Background & Summary

The estuary is the intersection of fresh water, land and sea water, where fresh water and sea water with different properties are mixed, and a large number of nutrients and terrestrial microbes are input and accumulated. The complex condition leads to diverse biocoenosis in the estuarine environment. Microorganisms, such as Bacteria and Archaea, are widely distributed, abundant, and play key roles in biogeochemical cycle of carbon, nitrogen, sulfur and phosphorus as well as microbial food web in estuarine ecosystems1,2,3. As one of the most productive ecosystems in the world4, the strong natural and anthropogenic gradients in estuaries make them ideal niches to study microbial community structure and its associated functions.

The recent development of high-throughput sequencing technology such as 16 S rRNA gene and metagenome sequencing can identify large amounts of unknown taxa, analyze the characteristics of uncultured microorganisms, and thus has promoted studies of microbial diversity, community assembly, adaptation, evolution and function2,3. The research of microbial community structure in various estuaries such as Chesapeake Bay5, Delaware estuary6, Columbia estuary7, and estuaries of Sundarbans (i.e., Mooriganga, Thakuran, Matla, and Harinbhanga)8 has been carried out. Microbiological studies have also been conducted in several major estuaries in China, such as Yellow River, Yangtze River, Qiantang River and Pearl River1,9,10,11,12. These studies provided insights into spatial-temporal variations of microbial communities and their responses to environmental changes in estuarine ecosystems. However, despite the increasing knowledge of biodiversity process in the estuarine ecosystem, our understanding of the distributions and ecological preferences and functions of estuarine microbiome across broad spatial scales remains surprisingly limited.

* Problem 1 *
Output, word for word, the part of the estuary background text that opens with the words containing "The estuary is" and closes with "its associated functions.".
* Problem 2 *
Pick up the background text on estuarine microbial communities where it stops, and keep writing it from there.

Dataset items
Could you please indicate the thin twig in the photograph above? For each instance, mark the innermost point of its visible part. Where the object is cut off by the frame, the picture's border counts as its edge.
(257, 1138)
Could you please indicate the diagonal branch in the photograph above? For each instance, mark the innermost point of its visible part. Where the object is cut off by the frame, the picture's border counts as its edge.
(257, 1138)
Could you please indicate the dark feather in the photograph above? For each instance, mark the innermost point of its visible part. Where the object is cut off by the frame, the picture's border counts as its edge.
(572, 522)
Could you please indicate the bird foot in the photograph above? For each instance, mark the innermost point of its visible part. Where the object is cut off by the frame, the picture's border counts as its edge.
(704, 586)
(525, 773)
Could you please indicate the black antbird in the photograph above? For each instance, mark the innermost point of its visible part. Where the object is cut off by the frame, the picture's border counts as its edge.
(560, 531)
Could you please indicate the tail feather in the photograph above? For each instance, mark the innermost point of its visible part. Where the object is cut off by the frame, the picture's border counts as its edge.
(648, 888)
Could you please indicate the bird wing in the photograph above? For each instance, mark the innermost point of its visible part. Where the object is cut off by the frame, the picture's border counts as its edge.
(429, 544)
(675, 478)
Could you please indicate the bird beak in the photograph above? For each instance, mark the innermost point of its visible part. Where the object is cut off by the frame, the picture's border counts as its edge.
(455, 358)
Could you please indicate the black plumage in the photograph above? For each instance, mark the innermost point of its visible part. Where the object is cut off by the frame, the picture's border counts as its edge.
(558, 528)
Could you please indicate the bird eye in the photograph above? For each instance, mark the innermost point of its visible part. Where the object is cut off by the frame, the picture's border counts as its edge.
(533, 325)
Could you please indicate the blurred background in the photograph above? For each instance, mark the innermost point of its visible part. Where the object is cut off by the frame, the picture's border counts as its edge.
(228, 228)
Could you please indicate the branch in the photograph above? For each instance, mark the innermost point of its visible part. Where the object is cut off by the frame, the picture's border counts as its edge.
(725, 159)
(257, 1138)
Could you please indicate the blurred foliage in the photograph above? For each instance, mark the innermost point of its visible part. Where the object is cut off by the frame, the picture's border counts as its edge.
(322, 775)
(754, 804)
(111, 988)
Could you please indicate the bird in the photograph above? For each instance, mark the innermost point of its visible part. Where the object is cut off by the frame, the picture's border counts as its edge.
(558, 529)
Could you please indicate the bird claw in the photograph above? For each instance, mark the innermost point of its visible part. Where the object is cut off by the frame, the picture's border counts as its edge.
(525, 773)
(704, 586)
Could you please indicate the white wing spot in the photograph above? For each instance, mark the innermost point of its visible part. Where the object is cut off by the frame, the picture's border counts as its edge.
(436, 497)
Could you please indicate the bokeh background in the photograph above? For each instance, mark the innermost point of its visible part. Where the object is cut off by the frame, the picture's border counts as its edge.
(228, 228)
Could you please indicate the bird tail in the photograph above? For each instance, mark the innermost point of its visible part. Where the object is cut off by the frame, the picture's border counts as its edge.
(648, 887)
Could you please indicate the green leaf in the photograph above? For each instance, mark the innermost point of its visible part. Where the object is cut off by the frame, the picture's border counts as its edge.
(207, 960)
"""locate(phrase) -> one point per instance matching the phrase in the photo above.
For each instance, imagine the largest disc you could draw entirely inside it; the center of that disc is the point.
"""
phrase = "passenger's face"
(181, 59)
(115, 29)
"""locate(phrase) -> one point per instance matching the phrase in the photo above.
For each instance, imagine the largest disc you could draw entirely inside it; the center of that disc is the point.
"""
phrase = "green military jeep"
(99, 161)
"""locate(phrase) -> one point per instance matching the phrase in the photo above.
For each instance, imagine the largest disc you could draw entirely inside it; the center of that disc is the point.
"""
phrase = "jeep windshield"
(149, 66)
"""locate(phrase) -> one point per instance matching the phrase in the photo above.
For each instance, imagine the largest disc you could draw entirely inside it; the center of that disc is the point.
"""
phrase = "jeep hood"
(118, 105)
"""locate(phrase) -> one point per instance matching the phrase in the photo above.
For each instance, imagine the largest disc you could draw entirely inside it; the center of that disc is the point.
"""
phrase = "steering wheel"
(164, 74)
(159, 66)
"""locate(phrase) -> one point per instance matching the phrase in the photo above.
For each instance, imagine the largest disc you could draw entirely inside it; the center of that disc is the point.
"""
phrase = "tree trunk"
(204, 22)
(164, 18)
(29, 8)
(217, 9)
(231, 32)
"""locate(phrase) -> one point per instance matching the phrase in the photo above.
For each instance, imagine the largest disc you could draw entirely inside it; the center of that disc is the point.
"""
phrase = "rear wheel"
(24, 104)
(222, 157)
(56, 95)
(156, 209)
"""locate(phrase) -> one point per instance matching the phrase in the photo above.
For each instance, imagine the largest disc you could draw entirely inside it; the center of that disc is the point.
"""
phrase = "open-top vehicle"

* Reply 1 *
The estuary is the intersection of fresh water, land and sea water, where fresh water and sea water with different properties are mixed, and a large number of nutrients and terrestrial microbes are input and accumulated. The complex condition leads to diverse biocoenosis in the estuarine environment. Microorganisms, such as Bacteria and Archaea, are widely distributed, abundant, and play key roles in biogeochemical cycle of carbon, nitrogen, sulfur and phosphorus as well as microbial food web in estuarine ecosystems1,2,3. As one of the most productive ecosystems in the world4, the strong natural and anthropogenic gradients in estuaries make them ideal niches to study microbial community structure and its associated functions.

* Reply 2 *
Here we present 500 metagenome-assembled genomes (MAGs) reconstructed from 90 surface water metagenomic samples in 30 subtropical estuaries which span the estuary of 30 major rivers in Guangdong and Guangxi, South China, a range of ~1300 km. All of these MAGs were estimated to be > 50% complete with < 10% contamination. Among them, 41.40% (207) have a completeness > 70% and 13.20% (66) have a completeness > 90%, while 75.80% (379) have low ( < 5%) contamination and 4.00% (20) have no contamination. Together, high-quality MAGs (Completion > 90% and Contamination < 5%) account for 12.2% (61) and medium-quality MAGs (Completion ≥ 50% and Contamination < 10%) account for 87.8% (439). The draft genomes were classified into 491 bacteria and 9 archaea. A vast majority of them belong to the phyla Proteobacteria (36.4%), Bacteroidota (22%), and Actinobacteria (20.8%) (Table 1; Fig. 1). However, only 62 (12.4%) could be classified to current known taxa at species level with 438 (87.6%) representing currently uncultured species. For fully utilizing the genome data, statistics of quality control on metagenomic raw reads is provided in Supplementary Table S1. Assembly information is provided in Supplementary Table S2. Predicted taxon for each MAG, as well as bin statistics (e.g., completeness, contamination, size and N50), are provided in Supplementary Table S3. MAGs abundance in each estuary is provided in Supplementary Table S4 and associated environmental variables is given in Supplementary Table S5.

Table 1 Relative proportion of phyla in MAGs reconstructed from the subtropical estuaries, South China.
Fig. 1
figure 1

Phylogenetic tree of the MAGs constructed by maximum likelihood method using a concatenated alignment of 120 conserved bacterial markers. Concentric rings moving outward from the tree show the completeness, and contamination and inferred phylum. The bar plot shows the size of the MAGs.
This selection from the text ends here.